What the task requires
Copy exactly the run of lines that begins at the line with "Task: indicate the snowy peak." and ends at the final line of the entries.

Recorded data
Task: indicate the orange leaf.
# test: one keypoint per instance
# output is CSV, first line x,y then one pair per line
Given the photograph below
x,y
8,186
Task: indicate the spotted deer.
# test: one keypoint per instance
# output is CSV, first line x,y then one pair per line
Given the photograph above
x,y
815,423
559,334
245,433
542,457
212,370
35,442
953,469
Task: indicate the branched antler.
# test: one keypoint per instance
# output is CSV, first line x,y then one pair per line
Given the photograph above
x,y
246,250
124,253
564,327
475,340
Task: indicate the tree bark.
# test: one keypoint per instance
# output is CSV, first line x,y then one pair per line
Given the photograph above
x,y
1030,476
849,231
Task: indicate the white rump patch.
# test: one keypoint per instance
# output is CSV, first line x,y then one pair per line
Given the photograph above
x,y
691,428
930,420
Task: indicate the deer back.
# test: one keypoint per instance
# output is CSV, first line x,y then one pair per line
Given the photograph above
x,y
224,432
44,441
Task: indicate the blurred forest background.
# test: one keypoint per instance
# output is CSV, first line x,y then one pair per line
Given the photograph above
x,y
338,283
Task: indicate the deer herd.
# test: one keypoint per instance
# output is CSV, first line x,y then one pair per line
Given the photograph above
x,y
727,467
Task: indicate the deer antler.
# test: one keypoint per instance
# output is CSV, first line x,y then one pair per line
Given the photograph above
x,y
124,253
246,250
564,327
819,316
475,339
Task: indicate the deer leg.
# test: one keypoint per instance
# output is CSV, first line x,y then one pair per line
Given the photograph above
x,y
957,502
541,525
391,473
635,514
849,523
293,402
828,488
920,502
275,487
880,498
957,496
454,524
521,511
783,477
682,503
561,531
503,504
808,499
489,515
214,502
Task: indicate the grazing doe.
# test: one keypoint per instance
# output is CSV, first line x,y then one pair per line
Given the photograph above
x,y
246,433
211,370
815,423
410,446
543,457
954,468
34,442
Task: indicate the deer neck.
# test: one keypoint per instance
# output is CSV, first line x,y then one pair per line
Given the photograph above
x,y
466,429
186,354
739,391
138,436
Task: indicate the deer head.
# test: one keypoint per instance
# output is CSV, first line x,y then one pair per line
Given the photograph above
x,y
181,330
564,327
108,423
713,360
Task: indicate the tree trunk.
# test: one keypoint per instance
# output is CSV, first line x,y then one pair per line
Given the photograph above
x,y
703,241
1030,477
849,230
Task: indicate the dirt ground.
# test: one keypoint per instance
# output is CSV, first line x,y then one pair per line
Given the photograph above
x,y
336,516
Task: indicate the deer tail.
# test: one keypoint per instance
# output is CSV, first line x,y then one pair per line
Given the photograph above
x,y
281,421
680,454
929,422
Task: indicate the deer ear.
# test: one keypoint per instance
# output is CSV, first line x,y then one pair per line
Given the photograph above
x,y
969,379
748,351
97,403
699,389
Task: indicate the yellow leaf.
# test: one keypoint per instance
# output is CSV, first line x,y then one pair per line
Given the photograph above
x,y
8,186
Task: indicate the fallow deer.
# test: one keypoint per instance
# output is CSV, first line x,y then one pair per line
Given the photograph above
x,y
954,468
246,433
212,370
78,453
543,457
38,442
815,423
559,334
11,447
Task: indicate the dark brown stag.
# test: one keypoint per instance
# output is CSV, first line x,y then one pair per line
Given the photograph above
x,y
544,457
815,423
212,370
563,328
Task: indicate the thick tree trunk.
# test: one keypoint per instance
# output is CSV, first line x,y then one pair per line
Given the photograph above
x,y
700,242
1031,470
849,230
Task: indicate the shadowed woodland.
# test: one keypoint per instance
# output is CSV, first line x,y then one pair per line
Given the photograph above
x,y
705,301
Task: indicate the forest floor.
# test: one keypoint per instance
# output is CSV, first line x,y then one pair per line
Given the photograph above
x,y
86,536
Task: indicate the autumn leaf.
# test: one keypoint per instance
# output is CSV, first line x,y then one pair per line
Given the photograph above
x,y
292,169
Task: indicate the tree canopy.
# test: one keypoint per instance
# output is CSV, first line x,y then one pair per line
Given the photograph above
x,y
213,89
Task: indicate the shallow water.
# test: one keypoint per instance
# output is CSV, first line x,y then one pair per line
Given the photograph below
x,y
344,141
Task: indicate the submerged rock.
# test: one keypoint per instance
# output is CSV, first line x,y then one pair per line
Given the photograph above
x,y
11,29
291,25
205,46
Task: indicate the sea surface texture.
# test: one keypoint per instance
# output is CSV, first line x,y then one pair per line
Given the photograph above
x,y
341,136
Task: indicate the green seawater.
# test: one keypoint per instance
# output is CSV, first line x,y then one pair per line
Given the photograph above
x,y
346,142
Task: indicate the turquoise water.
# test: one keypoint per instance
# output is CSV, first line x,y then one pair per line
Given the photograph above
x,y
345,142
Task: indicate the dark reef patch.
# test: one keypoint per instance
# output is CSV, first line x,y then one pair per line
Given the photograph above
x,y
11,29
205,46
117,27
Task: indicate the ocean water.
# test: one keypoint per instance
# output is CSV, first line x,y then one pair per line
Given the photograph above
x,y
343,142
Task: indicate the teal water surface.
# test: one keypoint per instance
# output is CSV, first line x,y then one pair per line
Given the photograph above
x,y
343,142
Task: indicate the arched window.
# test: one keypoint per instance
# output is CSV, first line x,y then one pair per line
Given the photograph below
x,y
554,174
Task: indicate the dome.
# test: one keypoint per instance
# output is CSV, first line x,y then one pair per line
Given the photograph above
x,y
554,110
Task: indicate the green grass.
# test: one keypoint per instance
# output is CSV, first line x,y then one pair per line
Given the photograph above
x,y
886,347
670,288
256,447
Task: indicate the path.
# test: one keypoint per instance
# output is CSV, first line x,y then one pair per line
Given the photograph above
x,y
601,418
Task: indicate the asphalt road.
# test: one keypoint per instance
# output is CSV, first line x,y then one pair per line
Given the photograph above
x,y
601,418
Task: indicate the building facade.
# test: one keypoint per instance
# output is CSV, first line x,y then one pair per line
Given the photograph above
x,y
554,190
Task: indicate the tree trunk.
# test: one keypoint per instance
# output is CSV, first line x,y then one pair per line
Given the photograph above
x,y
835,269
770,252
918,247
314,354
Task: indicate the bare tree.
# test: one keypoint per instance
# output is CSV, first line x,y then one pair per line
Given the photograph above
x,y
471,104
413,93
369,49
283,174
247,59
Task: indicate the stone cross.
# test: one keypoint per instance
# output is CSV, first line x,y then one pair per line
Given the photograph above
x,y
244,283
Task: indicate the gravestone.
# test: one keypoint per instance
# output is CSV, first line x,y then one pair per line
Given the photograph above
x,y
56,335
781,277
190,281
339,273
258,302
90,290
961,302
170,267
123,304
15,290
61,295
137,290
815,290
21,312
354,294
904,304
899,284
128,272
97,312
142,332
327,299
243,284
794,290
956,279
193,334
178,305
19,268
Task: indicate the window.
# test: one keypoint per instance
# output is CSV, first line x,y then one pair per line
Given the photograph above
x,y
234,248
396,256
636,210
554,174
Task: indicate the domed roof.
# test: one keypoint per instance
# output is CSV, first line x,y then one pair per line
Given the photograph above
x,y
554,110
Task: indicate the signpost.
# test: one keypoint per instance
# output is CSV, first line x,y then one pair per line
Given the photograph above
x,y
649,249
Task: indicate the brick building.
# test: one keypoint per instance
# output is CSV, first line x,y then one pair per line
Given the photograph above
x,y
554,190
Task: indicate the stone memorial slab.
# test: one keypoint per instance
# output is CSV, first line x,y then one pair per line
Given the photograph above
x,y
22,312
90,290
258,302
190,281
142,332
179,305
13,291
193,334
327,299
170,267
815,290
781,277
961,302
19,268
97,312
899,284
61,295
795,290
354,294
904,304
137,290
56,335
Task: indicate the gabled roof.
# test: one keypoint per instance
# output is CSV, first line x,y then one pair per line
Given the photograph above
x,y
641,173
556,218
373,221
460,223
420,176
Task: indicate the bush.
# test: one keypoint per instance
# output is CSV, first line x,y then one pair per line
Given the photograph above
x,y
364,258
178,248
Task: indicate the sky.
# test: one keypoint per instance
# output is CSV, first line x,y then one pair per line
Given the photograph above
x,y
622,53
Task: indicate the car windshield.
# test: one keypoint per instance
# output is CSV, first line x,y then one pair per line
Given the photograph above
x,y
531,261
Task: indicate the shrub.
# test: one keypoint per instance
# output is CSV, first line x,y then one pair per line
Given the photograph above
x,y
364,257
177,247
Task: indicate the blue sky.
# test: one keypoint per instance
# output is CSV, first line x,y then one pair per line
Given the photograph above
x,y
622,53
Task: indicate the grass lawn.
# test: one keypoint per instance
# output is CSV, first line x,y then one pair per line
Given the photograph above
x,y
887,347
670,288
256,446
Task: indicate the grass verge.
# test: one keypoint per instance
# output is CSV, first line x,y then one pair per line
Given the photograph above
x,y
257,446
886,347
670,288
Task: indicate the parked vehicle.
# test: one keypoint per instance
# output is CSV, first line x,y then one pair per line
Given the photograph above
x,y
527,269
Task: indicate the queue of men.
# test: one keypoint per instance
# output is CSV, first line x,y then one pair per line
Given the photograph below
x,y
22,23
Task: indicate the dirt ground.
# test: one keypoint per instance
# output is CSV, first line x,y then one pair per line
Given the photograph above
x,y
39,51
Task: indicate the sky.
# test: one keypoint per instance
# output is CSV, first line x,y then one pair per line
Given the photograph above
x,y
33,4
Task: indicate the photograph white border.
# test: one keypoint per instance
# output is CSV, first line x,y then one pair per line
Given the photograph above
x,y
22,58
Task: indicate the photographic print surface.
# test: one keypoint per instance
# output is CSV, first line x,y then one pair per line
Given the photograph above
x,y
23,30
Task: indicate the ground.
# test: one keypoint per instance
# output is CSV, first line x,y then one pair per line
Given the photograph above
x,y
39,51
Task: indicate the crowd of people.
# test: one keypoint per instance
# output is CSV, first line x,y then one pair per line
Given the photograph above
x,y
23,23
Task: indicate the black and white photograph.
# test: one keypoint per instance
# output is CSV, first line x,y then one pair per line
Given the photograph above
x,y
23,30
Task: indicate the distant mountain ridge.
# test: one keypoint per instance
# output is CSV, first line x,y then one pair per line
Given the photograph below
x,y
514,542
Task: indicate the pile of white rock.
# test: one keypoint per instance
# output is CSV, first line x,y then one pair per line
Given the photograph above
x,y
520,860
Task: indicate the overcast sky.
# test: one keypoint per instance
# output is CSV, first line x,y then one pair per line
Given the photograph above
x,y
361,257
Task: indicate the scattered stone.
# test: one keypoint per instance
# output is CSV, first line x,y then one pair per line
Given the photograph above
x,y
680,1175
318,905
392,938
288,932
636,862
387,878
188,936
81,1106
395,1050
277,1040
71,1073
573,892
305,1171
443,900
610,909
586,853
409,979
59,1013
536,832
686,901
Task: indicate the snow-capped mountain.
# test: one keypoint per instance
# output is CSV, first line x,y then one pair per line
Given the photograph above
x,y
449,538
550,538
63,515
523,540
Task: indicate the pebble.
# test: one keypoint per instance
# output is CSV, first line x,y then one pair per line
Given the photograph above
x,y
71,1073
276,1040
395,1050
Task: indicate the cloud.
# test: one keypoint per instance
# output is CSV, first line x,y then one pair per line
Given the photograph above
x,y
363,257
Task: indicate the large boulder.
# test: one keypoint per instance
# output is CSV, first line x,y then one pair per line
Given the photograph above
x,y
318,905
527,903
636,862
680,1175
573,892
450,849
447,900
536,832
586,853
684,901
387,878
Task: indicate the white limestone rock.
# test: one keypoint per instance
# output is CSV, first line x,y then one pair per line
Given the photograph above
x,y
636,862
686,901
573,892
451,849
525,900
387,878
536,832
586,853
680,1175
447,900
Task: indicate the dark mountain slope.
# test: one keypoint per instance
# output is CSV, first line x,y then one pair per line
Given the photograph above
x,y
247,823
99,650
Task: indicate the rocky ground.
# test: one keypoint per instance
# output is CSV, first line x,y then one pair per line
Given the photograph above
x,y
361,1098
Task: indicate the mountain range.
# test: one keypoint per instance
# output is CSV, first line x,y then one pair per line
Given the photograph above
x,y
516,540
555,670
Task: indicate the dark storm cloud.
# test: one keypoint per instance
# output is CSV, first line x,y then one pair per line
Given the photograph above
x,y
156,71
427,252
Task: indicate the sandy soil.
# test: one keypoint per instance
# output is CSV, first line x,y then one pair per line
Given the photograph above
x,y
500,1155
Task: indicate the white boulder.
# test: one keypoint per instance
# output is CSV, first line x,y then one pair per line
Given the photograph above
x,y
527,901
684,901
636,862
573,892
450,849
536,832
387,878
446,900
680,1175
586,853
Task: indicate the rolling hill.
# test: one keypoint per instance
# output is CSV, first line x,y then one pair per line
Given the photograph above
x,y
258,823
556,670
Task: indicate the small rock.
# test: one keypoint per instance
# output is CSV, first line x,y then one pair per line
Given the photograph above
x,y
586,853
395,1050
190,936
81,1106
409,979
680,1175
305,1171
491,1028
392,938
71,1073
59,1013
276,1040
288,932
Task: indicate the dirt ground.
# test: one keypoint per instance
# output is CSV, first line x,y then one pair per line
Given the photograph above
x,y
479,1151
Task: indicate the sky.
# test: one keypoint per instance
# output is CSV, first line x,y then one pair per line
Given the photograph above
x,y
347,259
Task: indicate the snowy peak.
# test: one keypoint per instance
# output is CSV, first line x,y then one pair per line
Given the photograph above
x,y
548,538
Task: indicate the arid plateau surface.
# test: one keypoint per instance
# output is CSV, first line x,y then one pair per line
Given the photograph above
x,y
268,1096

Finished answer
Task: indicate the snowy peak.
# test: one keypoint per instance
# output is CSV, first line x,y then one pair per line
Given the photograph above
x,y
548,538
Task: indicate the arid plateau surface.
# test: one keypoint per instance
# output is CSV, first line x,y then one pair per line
Given the photograph above
x,y
268,1096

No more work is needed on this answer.